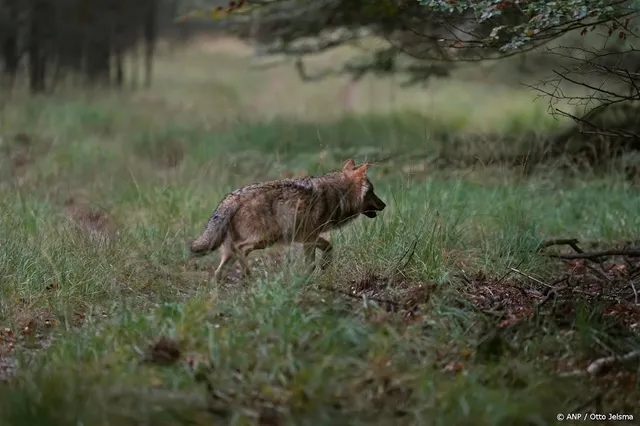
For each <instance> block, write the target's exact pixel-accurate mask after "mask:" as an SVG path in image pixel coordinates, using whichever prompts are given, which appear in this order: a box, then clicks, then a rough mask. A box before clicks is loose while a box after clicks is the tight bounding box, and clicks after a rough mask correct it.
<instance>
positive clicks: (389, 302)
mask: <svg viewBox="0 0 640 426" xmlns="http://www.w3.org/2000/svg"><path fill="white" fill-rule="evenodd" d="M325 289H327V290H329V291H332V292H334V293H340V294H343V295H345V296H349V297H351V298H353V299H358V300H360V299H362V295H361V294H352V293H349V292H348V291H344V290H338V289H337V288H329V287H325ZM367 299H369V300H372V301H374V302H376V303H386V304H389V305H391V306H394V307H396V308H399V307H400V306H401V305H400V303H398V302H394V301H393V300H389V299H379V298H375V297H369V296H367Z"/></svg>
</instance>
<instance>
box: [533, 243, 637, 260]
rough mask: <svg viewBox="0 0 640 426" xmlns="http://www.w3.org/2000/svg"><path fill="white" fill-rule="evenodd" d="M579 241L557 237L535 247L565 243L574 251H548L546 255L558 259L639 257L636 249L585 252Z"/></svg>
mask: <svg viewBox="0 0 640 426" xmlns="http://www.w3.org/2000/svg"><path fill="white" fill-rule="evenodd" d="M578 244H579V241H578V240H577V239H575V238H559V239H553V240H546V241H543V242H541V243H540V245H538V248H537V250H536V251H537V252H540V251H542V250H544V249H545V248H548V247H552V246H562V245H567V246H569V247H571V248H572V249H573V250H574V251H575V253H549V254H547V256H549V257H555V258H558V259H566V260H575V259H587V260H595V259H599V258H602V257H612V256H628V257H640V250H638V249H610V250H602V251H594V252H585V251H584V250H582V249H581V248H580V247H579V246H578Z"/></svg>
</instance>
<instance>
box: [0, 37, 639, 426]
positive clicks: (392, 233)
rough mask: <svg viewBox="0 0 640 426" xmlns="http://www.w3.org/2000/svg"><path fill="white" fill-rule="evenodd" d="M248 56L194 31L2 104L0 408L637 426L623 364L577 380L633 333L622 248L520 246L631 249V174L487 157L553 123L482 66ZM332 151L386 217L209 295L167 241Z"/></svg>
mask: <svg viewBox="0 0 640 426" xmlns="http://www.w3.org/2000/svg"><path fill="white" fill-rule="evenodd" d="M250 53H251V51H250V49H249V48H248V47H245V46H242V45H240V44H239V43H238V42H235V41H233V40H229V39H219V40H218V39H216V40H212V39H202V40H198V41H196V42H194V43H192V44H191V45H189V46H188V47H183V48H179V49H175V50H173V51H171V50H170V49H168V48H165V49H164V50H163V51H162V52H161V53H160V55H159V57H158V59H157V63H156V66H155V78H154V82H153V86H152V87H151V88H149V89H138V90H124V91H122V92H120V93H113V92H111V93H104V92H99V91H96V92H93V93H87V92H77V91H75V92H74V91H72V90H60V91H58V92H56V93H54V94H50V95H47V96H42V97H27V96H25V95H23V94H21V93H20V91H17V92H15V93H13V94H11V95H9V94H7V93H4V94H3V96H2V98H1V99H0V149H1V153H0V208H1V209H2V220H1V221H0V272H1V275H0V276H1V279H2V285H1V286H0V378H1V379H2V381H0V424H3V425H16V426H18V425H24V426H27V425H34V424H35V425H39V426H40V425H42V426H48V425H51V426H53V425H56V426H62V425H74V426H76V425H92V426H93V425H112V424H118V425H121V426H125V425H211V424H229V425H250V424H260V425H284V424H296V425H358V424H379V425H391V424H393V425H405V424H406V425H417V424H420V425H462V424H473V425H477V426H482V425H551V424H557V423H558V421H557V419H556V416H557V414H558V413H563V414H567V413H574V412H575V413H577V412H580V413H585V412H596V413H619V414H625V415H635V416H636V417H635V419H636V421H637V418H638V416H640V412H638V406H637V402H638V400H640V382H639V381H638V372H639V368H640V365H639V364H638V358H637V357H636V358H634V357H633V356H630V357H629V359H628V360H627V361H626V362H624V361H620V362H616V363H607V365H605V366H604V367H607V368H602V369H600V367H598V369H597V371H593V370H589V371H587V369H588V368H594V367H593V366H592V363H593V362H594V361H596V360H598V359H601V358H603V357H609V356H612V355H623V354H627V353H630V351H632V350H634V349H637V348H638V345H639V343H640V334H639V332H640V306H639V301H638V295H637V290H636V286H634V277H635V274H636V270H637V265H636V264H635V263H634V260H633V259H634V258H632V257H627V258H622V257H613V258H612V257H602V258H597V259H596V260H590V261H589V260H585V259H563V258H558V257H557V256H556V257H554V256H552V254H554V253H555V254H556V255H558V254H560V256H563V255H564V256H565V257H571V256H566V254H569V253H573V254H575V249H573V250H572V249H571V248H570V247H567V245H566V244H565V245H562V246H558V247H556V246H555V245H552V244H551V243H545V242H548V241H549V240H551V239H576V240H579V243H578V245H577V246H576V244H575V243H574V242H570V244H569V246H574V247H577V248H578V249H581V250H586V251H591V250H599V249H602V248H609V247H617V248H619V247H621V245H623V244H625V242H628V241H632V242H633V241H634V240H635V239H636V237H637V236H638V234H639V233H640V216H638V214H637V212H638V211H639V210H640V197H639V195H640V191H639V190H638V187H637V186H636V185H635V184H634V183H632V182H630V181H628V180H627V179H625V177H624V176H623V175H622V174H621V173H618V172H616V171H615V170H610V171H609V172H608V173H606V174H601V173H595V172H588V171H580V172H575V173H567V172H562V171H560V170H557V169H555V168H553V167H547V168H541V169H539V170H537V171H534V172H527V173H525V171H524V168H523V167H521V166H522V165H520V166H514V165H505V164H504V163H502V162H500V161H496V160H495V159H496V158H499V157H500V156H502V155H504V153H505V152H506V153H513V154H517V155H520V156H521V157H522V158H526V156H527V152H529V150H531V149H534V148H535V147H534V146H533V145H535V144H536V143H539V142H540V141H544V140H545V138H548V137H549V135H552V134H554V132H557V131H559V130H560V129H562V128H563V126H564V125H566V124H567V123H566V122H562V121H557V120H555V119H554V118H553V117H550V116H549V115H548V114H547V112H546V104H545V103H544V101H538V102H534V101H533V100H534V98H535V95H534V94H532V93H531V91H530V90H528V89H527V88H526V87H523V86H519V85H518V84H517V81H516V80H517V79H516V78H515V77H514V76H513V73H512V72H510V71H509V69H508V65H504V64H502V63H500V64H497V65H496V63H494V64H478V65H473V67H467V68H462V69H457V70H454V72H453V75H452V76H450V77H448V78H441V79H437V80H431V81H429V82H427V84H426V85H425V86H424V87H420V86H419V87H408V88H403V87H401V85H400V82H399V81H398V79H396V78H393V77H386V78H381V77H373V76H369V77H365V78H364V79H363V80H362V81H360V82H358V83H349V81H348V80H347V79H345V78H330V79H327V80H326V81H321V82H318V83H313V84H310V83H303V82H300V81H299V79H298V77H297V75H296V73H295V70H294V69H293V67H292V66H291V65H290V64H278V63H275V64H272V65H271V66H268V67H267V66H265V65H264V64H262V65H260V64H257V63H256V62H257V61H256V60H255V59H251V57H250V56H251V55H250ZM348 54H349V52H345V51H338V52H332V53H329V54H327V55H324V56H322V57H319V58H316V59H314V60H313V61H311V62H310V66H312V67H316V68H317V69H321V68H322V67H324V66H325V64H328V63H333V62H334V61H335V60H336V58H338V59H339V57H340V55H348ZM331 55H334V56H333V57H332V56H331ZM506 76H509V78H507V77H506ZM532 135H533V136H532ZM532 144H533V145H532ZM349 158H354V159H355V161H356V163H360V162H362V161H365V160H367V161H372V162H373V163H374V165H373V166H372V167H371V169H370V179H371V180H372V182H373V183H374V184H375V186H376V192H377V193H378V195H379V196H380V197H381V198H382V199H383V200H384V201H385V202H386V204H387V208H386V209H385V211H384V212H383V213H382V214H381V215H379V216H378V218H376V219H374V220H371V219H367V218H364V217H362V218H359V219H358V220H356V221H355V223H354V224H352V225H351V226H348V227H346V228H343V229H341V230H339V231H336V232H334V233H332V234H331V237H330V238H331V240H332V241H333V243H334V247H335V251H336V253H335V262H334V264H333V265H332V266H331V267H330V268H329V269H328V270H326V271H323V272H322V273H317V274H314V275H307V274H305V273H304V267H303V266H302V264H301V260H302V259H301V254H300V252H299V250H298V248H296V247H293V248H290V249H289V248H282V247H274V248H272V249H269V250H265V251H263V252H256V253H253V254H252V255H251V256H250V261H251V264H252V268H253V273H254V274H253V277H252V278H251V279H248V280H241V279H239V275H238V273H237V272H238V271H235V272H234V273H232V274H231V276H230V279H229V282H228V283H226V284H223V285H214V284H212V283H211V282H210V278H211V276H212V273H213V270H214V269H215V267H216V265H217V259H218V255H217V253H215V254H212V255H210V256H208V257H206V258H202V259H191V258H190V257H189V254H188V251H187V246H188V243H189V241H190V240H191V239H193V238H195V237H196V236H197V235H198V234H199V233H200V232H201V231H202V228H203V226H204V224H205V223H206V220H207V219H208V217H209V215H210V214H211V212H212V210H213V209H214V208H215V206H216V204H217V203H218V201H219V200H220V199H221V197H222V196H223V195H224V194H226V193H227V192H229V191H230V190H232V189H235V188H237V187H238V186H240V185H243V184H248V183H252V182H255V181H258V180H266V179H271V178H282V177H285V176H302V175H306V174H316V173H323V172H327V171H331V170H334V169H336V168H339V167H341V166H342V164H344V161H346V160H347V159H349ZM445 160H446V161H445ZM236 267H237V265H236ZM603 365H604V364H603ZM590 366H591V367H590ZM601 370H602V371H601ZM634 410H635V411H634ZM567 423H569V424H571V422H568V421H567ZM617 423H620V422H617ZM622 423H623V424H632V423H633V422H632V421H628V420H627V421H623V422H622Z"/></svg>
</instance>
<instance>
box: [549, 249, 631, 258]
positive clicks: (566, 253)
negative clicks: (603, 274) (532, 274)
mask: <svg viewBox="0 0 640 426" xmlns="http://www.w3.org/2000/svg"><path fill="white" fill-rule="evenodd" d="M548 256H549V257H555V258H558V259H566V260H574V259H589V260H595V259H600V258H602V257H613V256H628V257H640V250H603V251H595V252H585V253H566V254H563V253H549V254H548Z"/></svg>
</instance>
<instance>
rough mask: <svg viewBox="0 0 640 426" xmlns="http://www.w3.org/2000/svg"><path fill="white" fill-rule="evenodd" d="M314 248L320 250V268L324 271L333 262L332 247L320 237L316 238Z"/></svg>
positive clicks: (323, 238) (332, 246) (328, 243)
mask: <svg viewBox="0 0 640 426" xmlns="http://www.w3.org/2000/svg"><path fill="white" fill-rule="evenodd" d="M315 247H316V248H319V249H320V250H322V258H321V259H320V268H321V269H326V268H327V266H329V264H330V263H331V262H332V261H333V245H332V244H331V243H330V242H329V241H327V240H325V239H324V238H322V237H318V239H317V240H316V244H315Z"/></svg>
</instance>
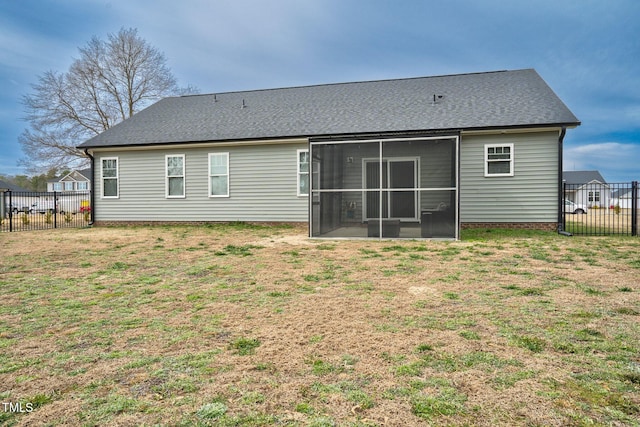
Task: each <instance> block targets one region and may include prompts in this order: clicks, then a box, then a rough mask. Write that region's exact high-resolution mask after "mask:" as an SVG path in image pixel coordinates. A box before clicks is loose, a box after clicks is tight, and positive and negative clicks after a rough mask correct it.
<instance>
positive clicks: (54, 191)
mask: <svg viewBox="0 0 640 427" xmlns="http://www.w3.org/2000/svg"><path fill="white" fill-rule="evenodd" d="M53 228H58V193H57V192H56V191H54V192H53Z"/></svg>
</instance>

++++++++++

YOUR GOAL: Pull out every line above that contains the word "block".

TASK ANSWER:
For each <instance> block, write the target's exact pixel-accurate mask after "mask:" as an SVG path in image pixel coordinates, using whichever prompts are given, which appear in this order: a box, then clicks, then a rough mask. A box before clicks is loose while a box after clicks is the tight bounding box, and clicks after a rough mask correct it.
Task: each <instance> block targets one region and may include prompts in this order: clicks, then a box, then a rough mask. Write that region's exact high-resolution mask after "mask:" as an SVG path in image pixel coordinates. A box before clicks is loose, a box after clicks is tight, and positive and negative clicks after a rough mask correct it.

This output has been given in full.